▶ **ACTIONS TO TAKE**:
1 > Transcribe the court excerpt on pre-sentence custody and grounds of appeal in full, word for word.
2 > From the listing, rewrite everything from the line containing "Shelf-audit tagging: for every instance of the man's dark" down to the line containing "x=906, y=318", replacing "man's" with "person's" and leaving all else unchanged. Return only those lines.

▶ **SELECTED EXCERPT**:
****************************************

17 Finally, the applicant contended that he should have received the benefit of a period of pre-sentence custody. The applicant was arrested and taken into custody on 11 November 2002 in respect of those matters which ultimately culminated in his conviction for indecent assault. He has been in continuous custody since that date. As is apparent, Judge Woods ordered that the sentence for the robbery offence should commence on that date. There was considerable debate before his Honour concerning the appropriate commencement date for that offence given that the applicant had had his bail revoked in respect of the two robbery matters when he was arrested in respect of what I shall refer to, for convenience, as the indecent assault matter. The debate arose because, as at the time of the proceedings before Judge Woods, the indecent assault matter remained unresolved. Given that that matter has now been finalised, it is unnecessary to revisit that debate.

18 Nonetheless it is common ground that the applicant had also spent two discrete periods of time in custody (totalling 43 days) prior to 11 November 2002. Indeed the Crown specifically brought that matter to the sentencing judge’s attention. His Honour’s failure to refer to that aspect of the case is undoubtedly due to the fact that the focus of the debate was solely upon whether 11 November 2002 or some later date was the appropriate commencement date for those offences. In any event, a sentencing court is required to take into account any pre-sentence custody which is referable to the relevant offence or offences in question. See s 24(1)(a) Crimes (Sentencing Procedure) Act 1999 and R v McHugh (1985) 1 NSWLR 588. In the circumstances, and particularly given the sentencing judge’s failure to give reasons for not taking that period into account, I would uphold this ground of appeal.

19 The applicant also relies upon a number of grounds in support of his application for leave to appeal against the severity of the sentence imposed upon him by Judge Charteris. The applicant submits that the sentencing judge erred in his assessment of the objective criminality of this crime particularly as his Honour was disposed to find that:


      (a) the offence was opportunistic in the sense of there being no premeditation or planning;

      (b) the applicant did not ejaculate whilst committing the offence; and

      (c) the applicant apologised to the victim and permitted her to get dressed and to leave the scene of the incident.

****************************************

(Entries from a pointing dataset)
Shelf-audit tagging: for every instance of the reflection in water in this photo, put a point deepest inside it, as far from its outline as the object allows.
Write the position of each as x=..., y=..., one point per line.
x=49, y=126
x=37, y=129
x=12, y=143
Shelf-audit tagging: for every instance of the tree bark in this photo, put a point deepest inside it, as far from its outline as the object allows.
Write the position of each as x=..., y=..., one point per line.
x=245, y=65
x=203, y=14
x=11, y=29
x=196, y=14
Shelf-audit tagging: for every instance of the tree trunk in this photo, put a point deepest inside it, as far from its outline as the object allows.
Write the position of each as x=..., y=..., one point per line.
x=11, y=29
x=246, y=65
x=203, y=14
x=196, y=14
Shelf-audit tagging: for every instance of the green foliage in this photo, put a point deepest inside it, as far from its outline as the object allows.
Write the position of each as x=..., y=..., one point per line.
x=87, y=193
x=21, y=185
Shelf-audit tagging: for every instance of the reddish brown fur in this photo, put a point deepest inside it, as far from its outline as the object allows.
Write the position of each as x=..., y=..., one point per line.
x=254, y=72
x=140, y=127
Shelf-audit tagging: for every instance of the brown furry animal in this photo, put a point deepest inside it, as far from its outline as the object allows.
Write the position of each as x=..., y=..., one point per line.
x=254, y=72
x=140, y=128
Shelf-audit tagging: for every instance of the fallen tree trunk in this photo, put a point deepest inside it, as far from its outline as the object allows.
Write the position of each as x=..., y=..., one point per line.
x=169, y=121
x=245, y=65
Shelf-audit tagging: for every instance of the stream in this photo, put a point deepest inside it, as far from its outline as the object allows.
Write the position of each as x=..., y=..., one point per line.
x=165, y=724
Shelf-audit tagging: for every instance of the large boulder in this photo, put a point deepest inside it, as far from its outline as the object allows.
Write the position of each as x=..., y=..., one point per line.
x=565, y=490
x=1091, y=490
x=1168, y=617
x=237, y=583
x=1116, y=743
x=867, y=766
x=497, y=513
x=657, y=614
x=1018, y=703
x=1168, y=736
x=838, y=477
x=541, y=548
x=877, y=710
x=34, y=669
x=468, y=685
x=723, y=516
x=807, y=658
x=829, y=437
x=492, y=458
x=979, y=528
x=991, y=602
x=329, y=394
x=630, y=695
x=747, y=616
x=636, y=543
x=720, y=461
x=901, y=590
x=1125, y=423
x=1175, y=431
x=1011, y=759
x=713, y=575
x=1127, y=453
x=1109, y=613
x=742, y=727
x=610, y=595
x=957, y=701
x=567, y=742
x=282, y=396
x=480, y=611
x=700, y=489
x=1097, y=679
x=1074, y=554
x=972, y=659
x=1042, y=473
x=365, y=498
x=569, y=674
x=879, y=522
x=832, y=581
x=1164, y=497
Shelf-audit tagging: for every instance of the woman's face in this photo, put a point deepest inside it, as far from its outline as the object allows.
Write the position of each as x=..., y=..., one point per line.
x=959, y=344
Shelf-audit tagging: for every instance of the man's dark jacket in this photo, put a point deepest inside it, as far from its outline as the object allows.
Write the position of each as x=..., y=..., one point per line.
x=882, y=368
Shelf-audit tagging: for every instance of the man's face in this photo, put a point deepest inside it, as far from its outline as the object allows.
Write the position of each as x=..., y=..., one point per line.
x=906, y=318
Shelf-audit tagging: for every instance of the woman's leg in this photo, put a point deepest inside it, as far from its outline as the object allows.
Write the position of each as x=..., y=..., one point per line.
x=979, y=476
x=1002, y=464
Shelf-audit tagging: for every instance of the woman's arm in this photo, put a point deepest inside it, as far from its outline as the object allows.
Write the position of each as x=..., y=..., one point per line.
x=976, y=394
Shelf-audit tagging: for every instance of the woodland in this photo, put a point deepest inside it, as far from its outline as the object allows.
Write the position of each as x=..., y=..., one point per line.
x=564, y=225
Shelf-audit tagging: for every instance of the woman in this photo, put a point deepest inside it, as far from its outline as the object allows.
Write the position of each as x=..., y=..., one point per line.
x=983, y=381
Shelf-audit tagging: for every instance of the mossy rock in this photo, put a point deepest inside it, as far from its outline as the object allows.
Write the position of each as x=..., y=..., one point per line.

****************************************

▶ **PER-TASK OUTPUTS**:
1 >
17 Finally, the applicant contended that he should have received the benefit of a period of pre-sentence custody. The applicant was arrested and taken into custody on 11 November 2002 in respect of those matters which ultimately culminated in his conviction for indecent assault. He has been in continuous custody since that date. As is apparent, Judge Woods ordered that the sentence for the robbery offence should commence on that date. There was considerable debate before his Honour concerning the appropriate commencement date for that offence given that the applicant had had his bail revoked in respect of the two robbery matters when he was arrested in respect of what I shall refer to, for convenience, as the indecent assault matter. The debate arose because, as at the time of the proceedings before Judge Woods, the indecent assault matter remained unresolved. Given that that matter has now been finalised, it is unnecessary to revisit that debate.

18 Nonetheless it is common ground that the applicant had also spent two discrete periods of time in custody (totalling 43 days) prior to 11 November 2002. Indeed the Crown specifically brought that matter to the sentencing judge’s attention. His Honour’s failure to refer to that aspect of the case is undoubtedly due to the fact that the focus of the debate was solely upon whether 11 November 2002 or some later date was the appropriate commencement date for those offences. In any event, a sentencing court is required to take into account any pre-sentence custody which is referable to the relevant offence or offences in question. See s 24(1)(a) Crimes (Sentencing Procedure) Act 1999 and R v McHugh (1985) 1 NSWLR 588. In the circumstances, and particularly given the sentencing judge’s failure to give reasons for not taking that period into account, I would uphold this ground of appeal.

19 The applicant also relies upon a number of grounds in support of his application for leave to appeal against the severity of the sentence imposed upon him by Judge Charteris. The applicant submits that the sentencing judge erred in his assessment of the objective criminality of this crime particularly as his Honour was disposed to find that:


      (a) the offence was opportunistic in the sense of there being no premeditation or planning;

      (b) the applicant did not ejaculate whilst committing the offence; and

      (c) the applicant apologised to the victim and permitted her to get dressed and to leave the scene of the incident.

2 >
Shelf-audit tagging: for every instance of the person's dark jacket in this photo, put a point deepest inside it, as far from its outline as the object allows.
Write the position of each as x=..., y=..., one point per line.
x=882, y=368
Shelf-audit tagging: for every instance of the person's face in this photo, put a point deepest inside it, as far from its outline as the object allows.
Write the position of each as x=..., y=..., one point per line.
x=906, y=318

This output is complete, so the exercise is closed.